**WHAT THE EXERCISE ASKS:** Would you repeat every line below exactly, please?

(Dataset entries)

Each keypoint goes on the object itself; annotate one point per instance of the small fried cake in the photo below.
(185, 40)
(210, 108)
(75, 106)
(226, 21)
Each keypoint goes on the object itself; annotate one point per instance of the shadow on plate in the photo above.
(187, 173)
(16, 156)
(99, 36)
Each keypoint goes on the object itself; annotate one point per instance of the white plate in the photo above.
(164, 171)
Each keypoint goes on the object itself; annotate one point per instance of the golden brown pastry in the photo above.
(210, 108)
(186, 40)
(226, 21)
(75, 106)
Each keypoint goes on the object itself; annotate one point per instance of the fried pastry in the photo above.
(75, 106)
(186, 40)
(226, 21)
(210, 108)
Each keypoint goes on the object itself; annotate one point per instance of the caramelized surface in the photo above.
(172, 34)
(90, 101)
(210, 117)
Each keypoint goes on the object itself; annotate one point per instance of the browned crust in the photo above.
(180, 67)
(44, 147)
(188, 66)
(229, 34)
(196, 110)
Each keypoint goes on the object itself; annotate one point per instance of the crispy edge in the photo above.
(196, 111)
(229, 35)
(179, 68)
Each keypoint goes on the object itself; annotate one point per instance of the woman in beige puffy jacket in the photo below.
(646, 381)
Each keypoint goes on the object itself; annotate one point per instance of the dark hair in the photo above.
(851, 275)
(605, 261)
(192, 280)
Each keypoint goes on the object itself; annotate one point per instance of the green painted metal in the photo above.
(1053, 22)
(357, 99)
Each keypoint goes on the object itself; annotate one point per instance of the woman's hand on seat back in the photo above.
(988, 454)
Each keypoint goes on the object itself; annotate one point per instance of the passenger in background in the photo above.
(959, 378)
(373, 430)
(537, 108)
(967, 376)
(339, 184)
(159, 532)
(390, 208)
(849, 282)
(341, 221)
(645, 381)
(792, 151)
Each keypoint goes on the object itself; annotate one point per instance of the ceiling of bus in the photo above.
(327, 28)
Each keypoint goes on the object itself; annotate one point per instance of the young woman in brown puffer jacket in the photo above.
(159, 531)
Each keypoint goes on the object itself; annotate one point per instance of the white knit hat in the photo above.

**RESPONSE:**
Each keypoint goes on the object itself; annotate one point per instance of the small fried cake in the photo below.
(185, 40)
(210, 108)
(75, 106)
(226, 21)
Each keypoint goes on the object itself; annotate one point per instance of the shadow on plate in the photo above.
(187, 173)
(16, 156)
(99, 36)
Each keypoint goes on the object itself; annotate one point per instance of the white plate in the photo above.
(164, 171)
Each keypoint goes on the object itself; annotate one point per instance of the golden brown pastry in the photo above.
(210, 108)
(186, 40)
(226, 21)
(75, 106)
Each keypoint goes on the object itself; annotate one point per instance of the fried pastry in the photo above.
(75, 106)
(186, 40)
(226, 21)
(210, 108)
Each keypoint goes on the object itself; annotate one point per instance of the caramelized surface in the photo above.
(172, 34)
(90, 101)
(210, 117)
Each keypoint goes on the object itself; annotate one point per instance of the browned crust in the photo above.
(180, 67)
(44, 147)
(188, 66)
(229, 34)
(196, 110)
Each keypoint goes on the object itself; annotate one point per instance of the crispy edge in the photo above.
(196, 111)
(229, 35)
(179, 68)
Each keypoint goes on the object itself; annotate one point per instance of the woman in beige puffy jacket in the photo below.
(646, 381)
Each keypoint goes on the object itself; annotate one point per instance of the dark hair in the photo above.
(851, 275)
(605, 261)
(192, 280)
Each keypoint goes on the object itself; annotate one point per instance of the green painted metal in the photo above.
(1053, 22)
(357, 99)
Each keypoint goes on the object itself; annotate one point per instance of the woman's hand on seat back in the photo above.
(988, 454)
Each keypoint goes on the object itself; annotate one point per instance of the passenger in background in the photo above.
(959, 378)
(373, 430)
(537, 108)
(967, 376)
(339, 184)
(159, 532)
(390, 208)
(849, 282)
(341, 221)
(645, 381)
(792, 151)
Each keypoint goes on the object itself; annotate one point per instance of the ceiling of bus in the photo above.
(327, 28)
Each keypoint goes on the object itself; annotate one point per instance of the young woman in brown puffer jacket in the photo above.
(159, 531)
Each keypoint goes on the object itself; annotate one point per instance of the white knit hat in the photo above.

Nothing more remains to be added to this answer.